# EXERCISE REQUIREMENTS
Render all of the items that follow as a numbered list, omitting any blank lines.

# TASK INPUT

....

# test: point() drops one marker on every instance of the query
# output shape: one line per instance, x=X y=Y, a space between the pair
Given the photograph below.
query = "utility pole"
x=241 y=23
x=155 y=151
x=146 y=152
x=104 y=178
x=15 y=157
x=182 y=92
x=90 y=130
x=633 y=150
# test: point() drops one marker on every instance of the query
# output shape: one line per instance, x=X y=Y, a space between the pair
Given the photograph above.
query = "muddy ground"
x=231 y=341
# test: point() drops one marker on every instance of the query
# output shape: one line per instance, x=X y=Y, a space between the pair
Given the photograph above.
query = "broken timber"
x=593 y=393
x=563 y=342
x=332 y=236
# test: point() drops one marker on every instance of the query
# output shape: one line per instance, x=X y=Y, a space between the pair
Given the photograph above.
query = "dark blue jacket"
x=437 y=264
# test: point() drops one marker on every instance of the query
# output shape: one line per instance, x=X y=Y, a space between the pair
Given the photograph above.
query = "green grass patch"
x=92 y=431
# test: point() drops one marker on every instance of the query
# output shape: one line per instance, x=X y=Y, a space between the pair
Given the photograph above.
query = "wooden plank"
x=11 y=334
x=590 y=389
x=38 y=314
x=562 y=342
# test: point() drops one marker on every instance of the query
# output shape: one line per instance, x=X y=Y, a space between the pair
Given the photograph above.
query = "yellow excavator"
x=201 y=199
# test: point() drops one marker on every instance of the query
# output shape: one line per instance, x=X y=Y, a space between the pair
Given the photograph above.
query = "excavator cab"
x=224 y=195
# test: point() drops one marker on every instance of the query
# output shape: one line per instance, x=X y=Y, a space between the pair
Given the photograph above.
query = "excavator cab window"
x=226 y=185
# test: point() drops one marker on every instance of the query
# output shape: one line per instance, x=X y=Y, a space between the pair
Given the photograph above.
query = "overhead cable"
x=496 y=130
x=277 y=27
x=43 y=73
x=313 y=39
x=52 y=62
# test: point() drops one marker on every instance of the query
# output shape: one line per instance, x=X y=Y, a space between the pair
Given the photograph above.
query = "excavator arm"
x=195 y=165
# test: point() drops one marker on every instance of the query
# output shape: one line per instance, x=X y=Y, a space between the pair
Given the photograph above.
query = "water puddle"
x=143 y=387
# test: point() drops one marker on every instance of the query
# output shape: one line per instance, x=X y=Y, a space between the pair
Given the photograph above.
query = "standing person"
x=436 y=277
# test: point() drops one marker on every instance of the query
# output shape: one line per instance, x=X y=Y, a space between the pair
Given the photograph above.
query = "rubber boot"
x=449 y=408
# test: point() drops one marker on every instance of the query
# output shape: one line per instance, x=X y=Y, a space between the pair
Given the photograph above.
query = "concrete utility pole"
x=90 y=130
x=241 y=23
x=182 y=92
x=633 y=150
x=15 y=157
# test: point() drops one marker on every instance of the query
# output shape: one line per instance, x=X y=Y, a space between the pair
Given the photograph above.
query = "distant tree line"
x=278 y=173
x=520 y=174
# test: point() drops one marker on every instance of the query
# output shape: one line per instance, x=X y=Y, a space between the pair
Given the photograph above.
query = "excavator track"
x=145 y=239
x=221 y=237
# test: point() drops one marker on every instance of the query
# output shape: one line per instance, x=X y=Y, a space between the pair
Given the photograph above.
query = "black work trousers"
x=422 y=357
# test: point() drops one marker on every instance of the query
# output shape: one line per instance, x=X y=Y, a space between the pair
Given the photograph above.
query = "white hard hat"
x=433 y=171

....

# THE ANSWER
1. # test: point() drops one marker on every instance of the query
2. # output shape: one line per instance, x=X y=Y, a space between the pair
3. Given the photograph below.
4. query = "utility pole"
5. x=241 y=23
6. x=155 y=151
7. x=146 y=152
8. x=104 y=178
9. x=15 y=157
10. x=182 y=92
11. x=90 y=130
12. x=633 y=150
13. # test: point() drops one marker on every instance of the query
14. # output shape: one line per instance, x=X y=Y, a space between the pair
15. Given the photograph above.
16. query = "muddy ground"
17. x=231 y=341
18. # test: point() drops one marker on every instance of the query
19. # output shape: one line per instance, x=X y=Y, a space between the pair
20. Given the photograph above.
21. query = "broken timber"
22. x=593 y=393
23. x=563 y=342
24. x=332 y=236
25. # test: point() drops one marker on every instance of the query
26. # output shape: one line per instance, x=X y=Y, a space between the pair
27. Given the photograph above.
28. query = "dark blue jacket"
29. x=437 y=264
30. # test: point() drops one marker on every instance of the query
31. # output shape: one line per instance, x=X y=Y, a space between the pair
32. Given the photograph above.
33. query = "green grass patch"
34. x=92 y=431
35. # test: point() drops one marker on every instance of the query
36. # output shape: one line per instance, x=X y=Y, a space between the pair
37. Given the photograph above.
38. query = "wooden plank"
39. x=11 y=334
40. x=590 y=389
41. x=38 y=314
42. x=562 y=342
43. # test: point() drops one marker on every instance of the query
44. # output shape: one line per instance, x=X y=Y, a space between the pair
45. Given the photograph above.
46. query = "yellow excavator"
47. x=201 y=199
48. # test: point() drops one marker on every instance of the query
49. # output shape: one line per instance, x=X y=Y, a space between the pair
50. Given the photograph above.
51. query = "excavator cab"
52. x=224 y=195
53. # test: point() drops one marker on every instance of the query
54. # output shape: one line per instance, x=X y=Y, a space between the pair
55. Given the photograph above.
56. query = "excavator cab window"
57. x=226 y=185
58. # test: point() drops one marker on every instance of the query
59. # output shape: one line per instance, x=X y=Y, a space between the pair
60. Given the photograph above.
61. query = "overhead cable"
62. x=496 y=130
63. x=277 y=27
64. x=43 y=73
65. x=313 y=39
66. x=52 y=62
67. # test: point() drops one marker on every instance of the query
68. # output shape: one line per instance, x=X y=Y, a space between the pair
69. Given the photograph above.
70. query = "excavator arm"
71. x=195 y=165
72. # test: point() drops one marker on every instance of the query
73. # output shape: one line per instance, x=X y=Y, a space between the pair
74. Given the photograph above.
75. query = "water puddle"
76. x=143 y=387
77. # test: point() drops one marker on every instance of the query
78. # output shape: one line per instance, x=X y=Y, a space between the pair
79. Given the photograph above.
80. query = "standing person"
81. x=436 y=277
82. # test: point() drops one marker on every instance of the query
83. # output shape: one line per instance, x=X y=Y, a space between the pair
84. Given the photograph above.
85. query = "rubber boot"
86. x=449 y=408
87. # test: point() drops one marker on every instance of the query
88. # output shape: one line per instance, x=X y=Y, a space between the pair
89. Given the photograph above.
90. query = "concrete utility pole"
91. x=90 y=130
92. x=241 y=23
93. x=182 y=92
94. x=633 y=150
95. x=15 y=157
96. # test: point() drops one marker on every instance of the query
97. # output shape: one line per instance, x=X y=Y, a space between the pair
98. Given the photograph above.
99. query = "distant tree line"
100. x=278 y=173
101. x=520 y=174
102. # test: point() drops one marker on every instance of the query
103. # output shape: one line per instance, x=X y=Y, a space between the pair
104. Given the photograph above.
105. query = "excavator track"
106. x=145 y=239
107. x=221 y=237
108. # test: point() drops one marker on every instance of the query
109. # output shape: one line per instance, x=X y=Y, a space between the pair
110. Given the photograph above.
111. query = "black work trousers"
112. x=422 y=357
113. # test: point() drops one marker on every instance of the query
114. # output shape: one line per instance, x=X y=Y, a space between the pair
115. Given the photograph above.
116. query = "white hard hat"
117. x=433 y=171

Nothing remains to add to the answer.